_What is needed_
Each word in the data below should be copied exactly; the images should not.

_Data extract_
####
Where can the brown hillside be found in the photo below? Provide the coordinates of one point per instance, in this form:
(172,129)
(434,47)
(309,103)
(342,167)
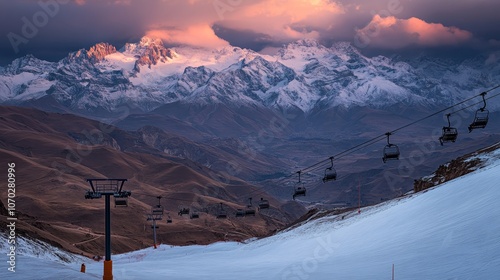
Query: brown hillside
(55,153)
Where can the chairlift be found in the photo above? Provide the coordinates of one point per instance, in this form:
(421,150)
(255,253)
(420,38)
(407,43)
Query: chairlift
(299,189)
(121,199)
(391,151)
(449,133)
(263,204)
(250,210)
(183,211)
(330,173)
(194,215)
(240,213)
(222,213)
(157,210)
(481,117)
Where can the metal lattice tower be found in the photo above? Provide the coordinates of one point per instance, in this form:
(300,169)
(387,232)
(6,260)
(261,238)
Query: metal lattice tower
(155,215)
(108,188)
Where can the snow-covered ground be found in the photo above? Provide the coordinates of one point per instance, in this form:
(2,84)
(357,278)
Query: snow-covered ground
(449,232)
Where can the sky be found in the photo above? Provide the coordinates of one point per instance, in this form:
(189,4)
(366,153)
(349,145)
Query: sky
(50,29)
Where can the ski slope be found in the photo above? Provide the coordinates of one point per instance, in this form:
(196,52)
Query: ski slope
(449,232)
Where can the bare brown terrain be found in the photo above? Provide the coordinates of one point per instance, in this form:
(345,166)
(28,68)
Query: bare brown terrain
(55,153)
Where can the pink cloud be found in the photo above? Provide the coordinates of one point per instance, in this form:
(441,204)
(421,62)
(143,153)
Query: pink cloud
(393,33)
(285,20)
(196,35)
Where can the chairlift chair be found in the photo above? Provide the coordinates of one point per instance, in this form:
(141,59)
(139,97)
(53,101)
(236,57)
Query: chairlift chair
(299,189)
(240,213)
(330,173)
(157,210)
(449,133)
(263,203)
(222,214)
(391,151)
(183,211)
(250,210)
(194,215)
(121,200)
(481,117)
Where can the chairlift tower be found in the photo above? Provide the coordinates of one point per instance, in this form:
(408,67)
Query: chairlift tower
(155,215)
(108,188)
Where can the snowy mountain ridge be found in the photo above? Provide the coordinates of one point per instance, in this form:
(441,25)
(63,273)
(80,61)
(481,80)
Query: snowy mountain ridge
(303,75)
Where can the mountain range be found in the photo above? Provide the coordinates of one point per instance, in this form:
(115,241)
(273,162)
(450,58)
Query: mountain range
(302,75)
(261,117)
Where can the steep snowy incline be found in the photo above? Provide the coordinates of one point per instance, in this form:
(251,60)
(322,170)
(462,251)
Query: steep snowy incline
(448,232)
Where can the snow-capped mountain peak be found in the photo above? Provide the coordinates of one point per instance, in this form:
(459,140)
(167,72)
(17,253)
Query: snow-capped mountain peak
(303,74)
####
_Exercise result_
Where can the brown hillside be found in the photo below? Provide the coordinates of one point per instance, in this form:
(172,129)
(434,47)
(309,103)
(342,167)
Query: brown hillside
(55,153)
Where can the chairlift be found in the photo above? Provide the coordinates of one point per instance, in this form:
(421,150)
(255,253)
(420,38)
(407,43)
Query: chairlift
(299,189)
(121,199)
(391,151)
(449,133)
(263,204)
(250,210)
(183,211)
(330,173)
(194,215)
(240,213)
(222,213)
(157,210)
(481,117)
Where can the metal lattice tower be found in the photo above? Provide the coordinates of one point per instance, in this form:
(300,169)
(387,232)
(6,260)
(261,238)
Query: metal lattice tower
(155,215)
(108,188)
Where can the snow-covered ground be found in the photo above? Provide the coordinates of one point per instance, in this form:
(2,84)
(357,278)
Query: snow-covered ground
(449,232)
Where can the sky be found in the photo above? Provide the coordinates of one point per instance, in this form:
(189,4)
(366,153)
(349,145)
Query: sky
(50,29)
Where can the ski slope be found in the photo above? Provide the coordinates of one point per instance, in this form:
(196,52)
Query: ski slope
(449,232)
Where can the bare brown terrain be found in the photo above? Provide the coordinates of one point per instance, in this form:
(345,166)
(28,68)
Query: bare brown terrain
(55,153)
Where can the pink cloud be found in the photo above? Provide the coordinates of one point per instance, in this form:
(441,204)
(421,62)
(143,153)
Query: pink cloud
(393,33)
(285,20)
(196,35)
Where can the chairlift chair be found in the photo above? Provide the coordinates of one point per instance, in this form:
(141,59)
(139,97)
(53,101)
(236,57)
Query: chairlift chair
(299,189)
(240,213)
(330,173)
(157,210)
(449,133)
(263,203)
(222,214)
(391,151)
(183,211)
(250,210)
(194,215)
(121,200)
(481,117)
Where can the chairlift tower be found in the photo above? Provide the coordinates of one point per instance, in this form:
(408,67)
Query: chairlift tower
(155,215)
(108,188)
Where can the snowy mountain ridge be found in the photo above? Provide the coordinates of one point per instance, in this form:
(441,25)
(63,273)
(80,61)
(481,80)
Query: snowy mountain ridge
(303,75)
Where can the mountain range be found in the photo above? Provide the coordinates of one point per instance, in this form:
(115,241)
(273,162)
(450,58)
Query: mountain range
(302,75)
(261,117)
Where can the steep snowy incline be found in the photo above? Provide the coordinates of one point per instance, in this form:
(251,60)
(322,170)
(462,251)
Query: steep snowy incline
(448,232)
Where can the snow-capped mountain peak be found in the photo above? Provide the coordinates of one point per instance, in this form:
(459,140)
(167,72)
(17,253)
Query: snow-capped mountain peak
(303,74)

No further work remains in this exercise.